__What the exercise asks__
Copy all of the records below verbatim.

[Pointing dataset records]
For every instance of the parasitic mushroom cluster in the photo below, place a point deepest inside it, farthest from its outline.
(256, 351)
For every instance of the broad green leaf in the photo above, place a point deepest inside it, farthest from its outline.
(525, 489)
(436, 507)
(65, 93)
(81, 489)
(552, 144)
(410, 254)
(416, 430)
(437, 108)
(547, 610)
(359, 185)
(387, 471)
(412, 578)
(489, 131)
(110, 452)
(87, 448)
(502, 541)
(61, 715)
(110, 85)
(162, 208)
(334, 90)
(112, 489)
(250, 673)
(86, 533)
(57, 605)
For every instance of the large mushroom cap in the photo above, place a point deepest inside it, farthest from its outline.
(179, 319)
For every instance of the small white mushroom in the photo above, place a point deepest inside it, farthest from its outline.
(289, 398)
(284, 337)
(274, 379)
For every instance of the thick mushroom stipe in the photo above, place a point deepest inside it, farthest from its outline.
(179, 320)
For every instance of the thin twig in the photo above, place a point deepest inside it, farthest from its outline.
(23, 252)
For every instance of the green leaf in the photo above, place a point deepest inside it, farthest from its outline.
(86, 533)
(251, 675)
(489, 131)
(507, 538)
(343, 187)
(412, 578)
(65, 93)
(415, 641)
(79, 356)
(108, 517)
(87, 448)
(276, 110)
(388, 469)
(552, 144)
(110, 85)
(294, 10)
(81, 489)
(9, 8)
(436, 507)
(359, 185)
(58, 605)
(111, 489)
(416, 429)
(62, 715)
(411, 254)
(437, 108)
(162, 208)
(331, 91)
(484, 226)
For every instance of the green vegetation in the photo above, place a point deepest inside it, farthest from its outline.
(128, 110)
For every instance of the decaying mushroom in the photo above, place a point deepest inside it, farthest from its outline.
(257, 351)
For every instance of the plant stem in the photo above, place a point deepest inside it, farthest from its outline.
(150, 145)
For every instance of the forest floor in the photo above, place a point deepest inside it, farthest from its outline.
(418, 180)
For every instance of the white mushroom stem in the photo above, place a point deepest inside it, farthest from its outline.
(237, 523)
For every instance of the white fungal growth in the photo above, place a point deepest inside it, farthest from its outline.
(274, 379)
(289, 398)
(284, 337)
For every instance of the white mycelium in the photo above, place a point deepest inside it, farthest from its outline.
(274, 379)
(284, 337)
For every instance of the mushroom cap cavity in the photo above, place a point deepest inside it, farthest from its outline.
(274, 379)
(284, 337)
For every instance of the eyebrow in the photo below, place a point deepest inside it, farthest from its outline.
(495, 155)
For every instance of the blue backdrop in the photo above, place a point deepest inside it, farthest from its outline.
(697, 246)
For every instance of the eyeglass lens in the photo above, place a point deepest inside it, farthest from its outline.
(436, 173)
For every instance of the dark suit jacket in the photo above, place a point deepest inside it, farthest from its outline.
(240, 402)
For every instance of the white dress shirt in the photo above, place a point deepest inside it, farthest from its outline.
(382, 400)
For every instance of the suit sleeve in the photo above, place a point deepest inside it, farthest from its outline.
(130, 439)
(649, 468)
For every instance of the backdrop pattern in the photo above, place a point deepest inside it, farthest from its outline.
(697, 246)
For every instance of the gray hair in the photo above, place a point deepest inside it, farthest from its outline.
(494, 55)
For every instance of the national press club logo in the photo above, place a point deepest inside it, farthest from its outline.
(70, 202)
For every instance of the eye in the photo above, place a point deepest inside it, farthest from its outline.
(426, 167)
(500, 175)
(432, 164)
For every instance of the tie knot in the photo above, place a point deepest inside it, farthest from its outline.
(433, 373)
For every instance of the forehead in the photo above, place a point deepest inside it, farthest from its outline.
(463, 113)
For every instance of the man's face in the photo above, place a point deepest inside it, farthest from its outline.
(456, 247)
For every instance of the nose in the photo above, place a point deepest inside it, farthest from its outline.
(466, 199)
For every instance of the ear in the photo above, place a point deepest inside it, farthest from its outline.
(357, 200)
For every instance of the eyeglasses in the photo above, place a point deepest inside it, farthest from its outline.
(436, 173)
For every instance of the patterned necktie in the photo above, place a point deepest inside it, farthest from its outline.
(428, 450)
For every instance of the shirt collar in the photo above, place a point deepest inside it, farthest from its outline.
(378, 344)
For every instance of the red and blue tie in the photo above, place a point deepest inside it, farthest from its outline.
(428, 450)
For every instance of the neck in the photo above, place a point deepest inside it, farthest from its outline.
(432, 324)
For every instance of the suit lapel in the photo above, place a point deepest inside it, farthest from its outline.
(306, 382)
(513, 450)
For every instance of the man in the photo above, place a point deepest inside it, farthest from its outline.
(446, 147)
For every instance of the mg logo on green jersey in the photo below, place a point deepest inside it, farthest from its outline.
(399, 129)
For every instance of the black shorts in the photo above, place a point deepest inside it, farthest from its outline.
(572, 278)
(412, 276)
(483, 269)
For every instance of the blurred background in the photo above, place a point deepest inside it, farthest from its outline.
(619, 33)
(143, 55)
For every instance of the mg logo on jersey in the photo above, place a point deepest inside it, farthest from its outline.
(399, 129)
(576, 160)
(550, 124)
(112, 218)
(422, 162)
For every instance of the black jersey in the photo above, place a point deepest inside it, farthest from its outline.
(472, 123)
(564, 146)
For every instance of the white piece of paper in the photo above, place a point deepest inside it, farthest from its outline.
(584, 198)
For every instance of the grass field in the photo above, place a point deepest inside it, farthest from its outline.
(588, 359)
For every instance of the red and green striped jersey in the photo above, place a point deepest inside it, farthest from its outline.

__Completed task__
For every instance of the parasitic mushroom cluster in the photo below, place a point deepest inside it, farthest from its outline.
(256, 351)
For every instance of the broad green leaf in the photo above, place a point deepest inside it, farthest from its outline.
(525, 489)
(436, 507)
(65, 93)
(81, 489)
(552, 144)
(410, 254)
(416, 430)
(437, 108)
(547, 610)
(359, 185)
(387, 471)
(412, 578)
(489, 131)
(110, 452)
(87, 448)
(502, 541)
(61, 715)
(110, 85)
(162, 208)
(334, 90)
(112, 489)
(250, 673)
(86, 533)
(57, 605)
For every instance of the large mushroom cap in the photo above, place a point deepest inside it, farthest from its outline.
(179, 319)
For every instance of the small white mushroom in the photo above, place a point deepest inside it, farthest from its outline.
(289, 398)
(284, 337)
(274, 379)
For every instance of the thick mushroom stipe in the photo above, place a point deepest inside it, farthest from its outline.
(179, 320)
For every instance of the thin twig in the photo above, place a point deepest inside it, farthest from its outline.
(23, 252)
For every instance of the green leaf in the photo above, place a point deepest inside it, farthest from its outline.
(86, 533)
(251, 675)
(489, 131)
(507, 538)
(343, 187)
(412, 578)
(65, 93)
(415, 641)
(79, 356)
(108, 517)
(87, 448)
(276, 110)
(388, 469)
(552, 144)
(110, 85)
(294, 10)
(81, 489)
(9, 8)
(436, 507)
(359, 185)
(58, 605)
(111, 489)
(416, 429)
(62, 715)
(411, 254)
(437, 108)
(162, 208)
(331, 91)
(484, 226)
For every instance of the green vegetation in the photo above, place a point deepest inside it, farthest from its outline.
(128, 110)
For every instance of the decaying mushroom in the photo above, place a point deepest inside it, farthest from its outline.
(257, 351)
For every instance of the plant stem in the photo above, place a point deepest inside it, farthest from its outline.
(150, 145)
For every instance of the forest floor in the photo above, place a point deepest inside it, farthest from its outline.
(418, 180)
For every instance of the white mushroom stem in the photo above, place a point deepest inside it, farthest from its outline.
(237, 523)
For every instance of the white fungal growth in the photo above, place a point deepest inside it, farthest from its outline.
(274, 379)
(289, 398)
(284, 337)
For every instance of the white mycelium in the photo above, place a point deepest inside it, farthest from its outline.
(274, 379)
(284, 337)
For every instance of the mushroom cap cavity in the photo above, place a point deepest inside it, farthest from its outline.
(274, 379)
(284, 337)
For every instance of the eyebrow in the photo below, place a point deepest inside it, farthest from its outline.
(495, 155)
For every instance of the blue backdrop in the photo above, place a point deepest inside it, farthest from its outline.
(697, 246)
For every instance of the eyeglass lens in the photo above, place a point deepest inside it, farthest from its outline.
(436, 173)
For every instance of the dark suit jacket in the photo above, place a point deepest inside it, farthest from its outline.
(240, 402)
For every instance of the white dress shirt in the photo above, place a point deepest inside it, farthest from its outline.
(382, 400)
For every instance of the suit sleeve in the photo above, place a point deepest inside it, farthest from its outline.
(130, 439)
(649, 468)
For every instance of the backdrop pattern in the photo above, place a point deepest inside it, farthest from its outline.
(697, 246)
For every instance of the gray hair in the photo above, place a point deepest inside it, farthest from its outline.
(494, 55)
For every instance of the national press club logo in the photo above, place a point deepest inside it, farthest from its outline.
(70, 202)
For every instance of the eye in the photo above, place a point deepest inside it, farthest from its outline.
(426, 167)
(500, 175)
(432, 164)
For every instance of the tie knot in the photo above, place a point deepest inside it, farthest from its outline.
(433, 373)
For every instance of the forehead in the photo above, place a point deepest inside it, farthest from its outline.
(463, 113)
For every instance of the man's face in the photo above, place a point deepest inside it, farthest from its outline.
(456, 247)
For every instance of the nose in the photo above, place a point deepest inside it, farthest from its outline.
(466, 199)
For every instance of the ear in the photo above, place a point deepest inside it, farthest from its outline.
(357, 200)
For every instance of the eyeglasses in the photo above, place a point deepest inside it, farthest from its outline.
(436, 173)
For every instance of the patterned necktie in the photo above, place a point deepest inside it, farthest from its outline.
(428, 450)
For every instance of the shirt collar in the photo above, place a point deepest inside it, farthest from its outline.
(378, 344)
For every instance of the red and blue tie in the photo above, place a point deepest inside it, farthest from its outline.
(428, 450)
For every instance of the neck in the photo above, place a point deepest inside it, farthest from its outline.
(432, 324)
For every instance of the suit lapel in the photo above, place a point deepest inside it, farthest from its outline.
(306, 382)
(513, 450)
For every instance of the man in the photo above, place a point deepest inside it, farthest from its outline.
(446, 147)
For every instance of the mg logo on green jersey in the photo below, place a point deepest inside it, farthest from its outline.
(399, 129)
For every instance of the black shorts in the photo above, place a point deepest inside it, farthest from its outline.
(572, 278)
(412, 276)
(483, 269)
For every instance of the blurred background in the photo above, place a point deepest inside it, farthest from its outline.
(619, 33)
(143, 55)
For every instance of the mg logo on jersey in the photo above, place a point deepest inside it, farthest from its outline.
(399, 129)
(576, 160)
(550, 124)
(112, 218)
(422, 162)
For every instance of the black jersey in the photo above, place a point deepest inside it, farthest from its outline.
(472, 123)
(564, 146)
For every instance of the white piece of paper in the photo above, place a point deepest inside it, farthest from its outline.
(584, 198)
For every instance of the grass field in the photo above, place a point deepest inside it, farthest from its outline.
(588, 359)
For every instance of the red and green striped jersey in the photo above, place a point deepest inside it, farthest from its outline.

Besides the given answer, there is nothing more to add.